===== INFORMATION SUPPLIED =====

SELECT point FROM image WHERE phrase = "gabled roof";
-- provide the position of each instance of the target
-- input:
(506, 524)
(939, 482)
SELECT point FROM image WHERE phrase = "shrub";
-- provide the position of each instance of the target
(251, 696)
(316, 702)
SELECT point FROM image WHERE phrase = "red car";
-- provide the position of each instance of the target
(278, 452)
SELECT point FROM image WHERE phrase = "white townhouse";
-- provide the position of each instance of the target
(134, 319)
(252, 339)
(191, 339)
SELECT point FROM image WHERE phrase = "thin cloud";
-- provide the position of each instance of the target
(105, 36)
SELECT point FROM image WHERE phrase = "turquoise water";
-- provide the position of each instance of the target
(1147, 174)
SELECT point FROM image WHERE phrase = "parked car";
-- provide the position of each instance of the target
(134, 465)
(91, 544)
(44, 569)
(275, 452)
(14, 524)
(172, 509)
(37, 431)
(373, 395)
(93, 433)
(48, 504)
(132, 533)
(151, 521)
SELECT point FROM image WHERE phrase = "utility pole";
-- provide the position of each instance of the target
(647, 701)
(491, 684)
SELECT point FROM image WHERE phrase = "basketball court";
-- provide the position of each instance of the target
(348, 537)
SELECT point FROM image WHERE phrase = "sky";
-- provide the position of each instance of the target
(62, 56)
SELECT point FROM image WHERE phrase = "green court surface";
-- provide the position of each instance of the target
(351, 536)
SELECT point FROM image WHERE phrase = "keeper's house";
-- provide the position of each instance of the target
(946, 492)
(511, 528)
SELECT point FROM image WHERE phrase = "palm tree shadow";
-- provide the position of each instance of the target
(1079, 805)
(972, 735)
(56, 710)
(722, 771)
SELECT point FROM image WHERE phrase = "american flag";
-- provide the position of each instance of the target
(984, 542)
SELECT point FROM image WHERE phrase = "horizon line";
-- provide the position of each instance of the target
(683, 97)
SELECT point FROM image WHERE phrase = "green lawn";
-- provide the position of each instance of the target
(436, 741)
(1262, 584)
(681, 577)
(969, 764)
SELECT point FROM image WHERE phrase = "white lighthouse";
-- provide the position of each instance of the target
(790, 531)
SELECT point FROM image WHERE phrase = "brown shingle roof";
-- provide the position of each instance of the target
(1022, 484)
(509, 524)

=====

◆ DIRECTION
Return the entries above exactly as they appear.

◆ FULL ANSWER
SELECT point FROM image WHERE phrase = "gabled roof";
-- provide the position of each instance of the target
-- input:
(506, 524)
(939, 482)
SELECT point FROM image WHERE phrase = "shrub";
-- provide the position of each instance of the target
(251, 696)
(316, 702)
SELECT point FROM image WHERE phrase = "red car";
-- provide the position of each instance of the target
(278, 452)
SELECT point FROM image WHERE phrase = "white townhouse";
-- provide the position of each instance of the target
(134, 319)
(252, 339)
(191, 339)
SELECT point FROM image WHERE phrase = "thin cloud";
-- provide the position of each instance of the target
(105, 36)
SELECT point FROM image WHERE phrase = "turquoise water";
-- provide the position of each instance of the target
(1147, 174)
SELECT point FROM image WHERE phrase = "parked car";
-- provide the position of each instance of the target
(134, 465)
(91, 544)
(44, 569)
(275, 452)
(14, 524)
(172, 509)
(37, 431)
(373, 395)
(93, 433)
(48, 504)
(132, 533)
(151, 521)
SELECT point FROM image WHERE phrase = "utility pole";
-- provide the position of each instance of the target
(647, 701)
(491, 684)
SELECT point FROM image WHERE phrase = "basketball court";
-- provide the position of each instance of the target
(348, 537)
SELECT point FROM image WHERE phrase = "sky";
-- provide the position of each instance of the target
(62, 56)
SELECT point FROM image WHERE phrase = "green court surface";
-- provide the position of each instance of the target
(351, 536)
SELECT point FROM image WHERE phrase = "keeper's house";
-- provide the position of each instance of the target
(946, 492)
(511, 528)
SELECT point FROM image WHERE phrase = "palm tree shadow";
-- provide the position of each instance of the target
(1079, 805)
(972, 735)
(56, 710)
(722, 771)
SELECT point FROM image WHERE phrase = "american flag";
-- provide the position of each instance of the target
(984, 542)
SELECT point FROM image WHERE phrase = "horizon line";
-- provide the position of each instance of the target
(683, 97)
SELECT point FROM image WHERE phrase = "green lawn";
-- provide the position of each instance of the target
(436, 741)
(1262, 584)
(681, 577)
(969, 764)
SELECT point FROM image WHERE phrase = "white lighthouse";
-- provide the position of each instance of the target
(790, 531)
SELECT point FROM image WHERE phrase = "brown shingle roof";
-- provide the position of each instance of the target
(1022, 484)
(509, 524)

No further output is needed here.